[TASK STATEMENT]: Extract every line starting at the line that contains "Place one keypoint on each instance of the adult woman" and ending with the final line of the data, inclusive; give only those lines, word for word.

[STORED RECORDS]:
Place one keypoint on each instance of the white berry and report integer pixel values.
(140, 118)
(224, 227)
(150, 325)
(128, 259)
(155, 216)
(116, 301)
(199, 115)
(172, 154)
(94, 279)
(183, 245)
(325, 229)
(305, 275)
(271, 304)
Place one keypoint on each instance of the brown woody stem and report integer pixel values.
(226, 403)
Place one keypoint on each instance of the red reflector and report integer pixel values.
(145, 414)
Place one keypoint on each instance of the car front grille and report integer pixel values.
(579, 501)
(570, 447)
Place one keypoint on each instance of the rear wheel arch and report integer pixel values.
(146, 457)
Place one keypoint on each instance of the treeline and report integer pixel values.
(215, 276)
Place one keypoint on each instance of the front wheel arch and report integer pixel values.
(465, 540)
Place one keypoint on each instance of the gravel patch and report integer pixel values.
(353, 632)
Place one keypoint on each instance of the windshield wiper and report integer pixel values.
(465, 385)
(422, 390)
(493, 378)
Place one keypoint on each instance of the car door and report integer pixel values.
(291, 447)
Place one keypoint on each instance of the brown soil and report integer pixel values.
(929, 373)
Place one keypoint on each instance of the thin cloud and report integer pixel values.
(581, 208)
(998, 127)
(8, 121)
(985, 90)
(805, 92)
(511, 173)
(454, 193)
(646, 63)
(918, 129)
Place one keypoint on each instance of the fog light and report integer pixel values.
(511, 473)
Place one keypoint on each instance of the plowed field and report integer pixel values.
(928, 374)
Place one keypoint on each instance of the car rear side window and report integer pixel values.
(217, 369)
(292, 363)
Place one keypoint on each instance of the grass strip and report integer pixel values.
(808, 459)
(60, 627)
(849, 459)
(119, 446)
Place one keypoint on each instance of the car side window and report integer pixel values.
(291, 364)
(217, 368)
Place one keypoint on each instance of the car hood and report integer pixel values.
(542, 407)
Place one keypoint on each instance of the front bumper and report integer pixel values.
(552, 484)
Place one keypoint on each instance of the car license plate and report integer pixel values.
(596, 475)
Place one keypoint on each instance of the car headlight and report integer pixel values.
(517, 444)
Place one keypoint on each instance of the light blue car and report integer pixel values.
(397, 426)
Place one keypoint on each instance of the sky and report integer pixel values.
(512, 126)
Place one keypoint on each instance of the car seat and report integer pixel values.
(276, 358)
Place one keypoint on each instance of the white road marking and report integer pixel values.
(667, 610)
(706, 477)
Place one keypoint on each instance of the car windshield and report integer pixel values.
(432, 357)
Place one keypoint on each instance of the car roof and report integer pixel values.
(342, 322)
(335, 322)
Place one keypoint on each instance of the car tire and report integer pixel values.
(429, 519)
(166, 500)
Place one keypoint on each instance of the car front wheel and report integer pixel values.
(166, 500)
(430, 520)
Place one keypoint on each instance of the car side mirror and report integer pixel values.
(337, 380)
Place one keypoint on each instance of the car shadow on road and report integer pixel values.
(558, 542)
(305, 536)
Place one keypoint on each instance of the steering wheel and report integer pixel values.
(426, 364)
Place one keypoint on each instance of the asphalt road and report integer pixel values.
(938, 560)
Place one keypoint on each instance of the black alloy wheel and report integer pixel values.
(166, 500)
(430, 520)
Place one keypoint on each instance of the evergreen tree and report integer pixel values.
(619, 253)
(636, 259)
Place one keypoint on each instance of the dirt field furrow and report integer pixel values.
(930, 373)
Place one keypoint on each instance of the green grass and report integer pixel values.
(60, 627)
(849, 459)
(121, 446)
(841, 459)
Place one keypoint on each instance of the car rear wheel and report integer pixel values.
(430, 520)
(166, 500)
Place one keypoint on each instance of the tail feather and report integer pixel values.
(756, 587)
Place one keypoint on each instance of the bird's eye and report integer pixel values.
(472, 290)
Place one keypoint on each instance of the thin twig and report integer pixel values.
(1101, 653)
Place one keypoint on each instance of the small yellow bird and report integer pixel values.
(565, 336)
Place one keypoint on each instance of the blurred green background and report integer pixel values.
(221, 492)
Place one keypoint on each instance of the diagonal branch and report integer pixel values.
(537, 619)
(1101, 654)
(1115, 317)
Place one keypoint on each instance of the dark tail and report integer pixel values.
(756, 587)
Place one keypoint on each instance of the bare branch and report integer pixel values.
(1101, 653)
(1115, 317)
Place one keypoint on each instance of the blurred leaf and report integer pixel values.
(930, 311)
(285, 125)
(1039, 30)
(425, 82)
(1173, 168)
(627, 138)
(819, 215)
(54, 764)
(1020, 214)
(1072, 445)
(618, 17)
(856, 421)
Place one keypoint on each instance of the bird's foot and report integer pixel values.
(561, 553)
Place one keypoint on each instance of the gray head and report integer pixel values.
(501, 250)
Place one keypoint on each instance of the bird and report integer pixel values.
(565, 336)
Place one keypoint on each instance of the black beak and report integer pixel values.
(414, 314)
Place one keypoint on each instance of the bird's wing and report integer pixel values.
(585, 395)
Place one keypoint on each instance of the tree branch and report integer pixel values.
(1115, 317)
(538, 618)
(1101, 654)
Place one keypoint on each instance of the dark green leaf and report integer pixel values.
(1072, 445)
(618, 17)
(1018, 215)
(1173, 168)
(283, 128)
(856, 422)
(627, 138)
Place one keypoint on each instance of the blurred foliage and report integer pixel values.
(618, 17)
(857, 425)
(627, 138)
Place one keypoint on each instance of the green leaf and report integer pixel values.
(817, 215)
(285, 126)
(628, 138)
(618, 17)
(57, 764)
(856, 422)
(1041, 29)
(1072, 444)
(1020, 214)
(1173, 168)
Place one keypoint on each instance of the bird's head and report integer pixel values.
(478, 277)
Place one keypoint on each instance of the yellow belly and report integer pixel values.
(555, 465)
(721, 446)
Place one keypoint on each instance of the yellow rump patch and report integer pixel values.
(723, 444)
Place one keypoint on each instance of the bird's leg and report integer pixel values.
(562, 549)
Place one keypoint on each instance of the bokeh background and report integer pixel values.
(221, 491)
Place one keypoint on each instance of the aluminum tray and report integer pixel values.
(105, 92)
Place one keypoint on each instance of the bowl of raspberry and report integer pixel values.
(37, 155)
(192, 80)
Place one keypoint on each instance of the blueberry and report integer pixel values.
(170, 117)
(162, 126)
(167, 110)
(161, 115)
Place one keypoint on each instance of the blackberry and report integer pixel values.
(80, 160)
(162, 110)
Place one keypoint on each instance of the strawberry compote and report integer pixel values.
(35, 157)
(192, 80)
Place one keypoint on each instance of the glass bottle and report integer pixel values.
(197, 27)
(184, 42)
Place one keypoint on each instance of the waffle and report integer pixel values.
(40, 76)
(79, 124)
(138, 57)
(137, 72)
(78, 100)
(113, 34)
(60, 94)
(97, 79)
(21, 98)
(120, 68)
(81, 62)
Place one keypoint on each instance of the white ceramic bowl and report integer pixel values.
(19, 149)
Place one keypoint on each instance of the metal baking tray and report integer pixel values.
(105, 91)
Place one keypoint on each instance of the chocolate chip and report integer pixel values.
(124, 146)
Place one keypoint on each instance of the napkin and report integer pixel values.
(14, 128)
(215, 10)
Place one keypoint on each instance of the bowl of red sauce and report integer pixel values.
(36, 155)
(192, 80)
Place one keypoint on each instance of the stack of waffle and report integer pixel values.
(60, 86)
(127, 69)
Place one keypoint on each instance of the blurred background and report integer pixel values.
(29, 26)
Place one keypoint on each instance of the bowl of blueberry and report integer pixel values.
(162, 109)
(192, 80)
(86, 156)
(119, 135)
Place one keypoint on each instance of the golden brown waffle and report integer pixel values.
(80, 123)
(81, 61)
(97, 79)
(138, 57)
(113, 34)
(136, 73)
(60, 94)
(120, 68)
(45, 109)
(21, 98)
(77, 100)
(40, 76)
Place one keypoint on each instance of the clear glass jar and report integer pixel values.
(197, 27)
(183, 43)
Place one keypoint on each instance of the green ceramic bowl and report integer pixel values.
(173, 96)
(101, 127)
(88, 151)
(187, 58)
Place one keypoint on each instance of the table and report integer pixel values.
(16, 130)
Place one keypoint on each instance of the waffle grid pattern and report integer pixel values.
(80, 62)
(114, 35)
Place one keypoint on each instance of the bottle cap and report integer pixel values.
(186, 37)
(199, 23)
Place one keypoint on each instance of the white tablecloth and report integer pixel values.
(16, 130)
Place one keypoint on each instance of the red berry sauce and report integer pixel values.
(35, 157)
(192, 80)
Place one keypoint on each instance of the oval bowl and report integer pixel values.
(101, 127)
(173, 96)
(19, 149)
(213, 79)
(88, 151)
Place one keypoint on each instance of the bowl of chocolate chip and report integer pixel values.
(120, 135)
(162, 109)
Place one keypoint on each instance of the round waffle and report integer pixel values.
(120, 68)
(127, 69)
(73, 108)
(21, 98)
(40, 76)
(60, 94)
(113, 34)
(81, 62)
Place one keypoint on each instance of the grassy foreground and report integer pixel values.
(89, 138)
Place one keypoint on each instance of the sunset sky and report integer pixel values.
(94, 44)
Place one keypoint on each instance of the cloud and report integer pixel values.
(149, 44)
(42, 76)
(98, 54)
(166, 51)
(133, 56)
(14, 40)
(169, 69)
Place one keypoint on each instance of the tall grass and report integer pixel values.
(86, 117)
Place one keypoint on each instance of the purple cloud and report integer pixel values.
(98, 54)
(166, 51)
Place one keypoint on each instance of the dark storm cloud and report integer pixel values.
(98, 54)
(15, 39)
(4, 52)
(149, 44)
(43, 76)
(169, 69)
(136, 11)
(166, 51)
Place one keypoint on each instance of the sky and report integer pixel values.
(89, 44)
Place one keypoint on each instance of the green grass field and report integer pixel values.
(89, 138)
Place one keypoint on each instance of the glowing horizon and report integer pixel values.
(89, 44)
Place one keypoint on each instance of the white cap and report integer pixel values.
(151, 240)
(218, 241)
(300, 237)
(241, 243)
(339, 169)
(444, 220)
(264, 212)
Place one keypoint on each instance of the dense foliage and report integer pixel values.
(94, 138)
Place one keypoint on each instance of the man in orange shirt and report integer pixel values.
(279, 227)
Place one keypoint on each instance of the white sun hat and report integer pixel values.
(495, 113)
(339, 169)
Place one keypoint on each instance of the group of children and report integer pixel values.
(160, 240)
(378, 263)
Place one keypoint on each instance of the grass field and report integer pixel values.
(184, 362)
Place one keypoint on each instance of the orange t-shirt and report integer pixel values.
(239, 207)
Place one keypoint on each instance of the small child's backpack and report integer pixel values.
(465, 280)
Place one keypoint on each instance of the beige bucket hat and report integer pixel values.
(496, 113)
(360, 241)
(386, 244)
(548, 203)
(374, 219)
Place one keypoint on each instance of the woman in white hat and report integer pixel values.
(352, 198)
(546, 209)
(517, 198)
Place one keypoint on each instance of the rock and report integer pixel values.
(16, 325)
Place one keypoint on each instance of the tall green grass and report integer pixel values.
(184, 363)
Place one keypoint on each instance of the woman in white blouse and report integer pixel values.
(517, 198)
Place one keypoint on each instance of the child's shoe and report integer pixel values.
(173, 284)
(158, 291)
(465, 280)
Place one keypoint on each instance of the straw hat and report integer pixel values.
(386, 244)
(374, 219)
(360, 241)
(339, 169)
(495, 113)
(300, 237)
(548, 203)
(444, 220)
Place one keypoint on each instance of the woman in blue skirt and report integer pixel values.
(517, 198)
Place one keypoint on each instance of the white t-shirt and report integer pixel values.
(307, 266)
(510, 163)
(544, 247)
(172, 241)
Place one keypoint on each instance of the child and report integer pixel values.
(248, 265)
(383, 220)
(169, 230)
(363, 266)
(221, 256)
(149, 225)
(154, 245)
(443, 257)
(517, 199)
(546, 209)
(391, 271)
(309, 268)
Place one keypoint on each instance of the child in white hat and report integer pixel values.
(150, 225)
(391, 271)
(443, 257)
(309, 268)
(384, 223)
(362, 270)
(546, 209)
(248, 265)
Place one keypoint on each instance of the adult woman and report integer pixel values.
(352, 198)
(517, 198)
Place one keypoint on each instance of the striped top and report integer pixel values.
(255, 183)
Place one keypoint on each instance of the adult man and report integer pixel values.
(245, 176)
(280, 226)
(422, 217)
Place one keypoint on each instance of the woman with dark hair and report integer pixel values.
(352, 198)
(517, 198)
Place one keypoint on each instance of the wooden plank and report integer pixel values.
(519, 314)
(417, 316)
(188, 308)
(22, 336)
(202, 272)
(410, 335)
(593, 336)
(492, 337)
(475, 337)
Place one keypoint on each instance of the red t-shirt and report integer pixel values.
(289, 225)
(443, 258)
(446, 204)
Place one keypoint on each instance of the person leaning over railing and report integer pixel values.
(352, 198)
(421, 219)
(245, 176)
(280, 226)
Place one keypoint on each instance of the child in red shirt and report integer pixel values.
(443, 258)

[WRITTEN SOLUTION]:
Place one keypoint on each instance of the adult woman and report integer pixel values.
(352, 198)
(517, 198)
Place one keypoint on each instance of the striped top and report integer pixel values.
(255, 183)
Place one keypoint on each instance of the adult man and report integer pixel values.
(245, 176)
(280, 226)
(422, 217)
Place one keypoint on each instance of the woman with dark hair and report integer pixel values.
(352, 198)
(517, 198)
Place one keypoint on each instance of the wooden plank and report integer pixel values.
(519, 314)
(417, 316)
(188, 308)
(22, 336)
(202, 272)
(410, 335)
(593, 336)
(492, 337)
(475, 337)
Place one keypoint on each instance of the red t-shirt and report integer pixel values.
(289, 225)
(443, 258)
(446, 204)
Place one keypoint on each instance of the person leaning over railing and report integer pixel values.
(352, 198)
(421, 219)
(245, 176)
(280, 226)
Place one keypoint on each instance of the child in red shirt and report integer pixel values.
(443, 258)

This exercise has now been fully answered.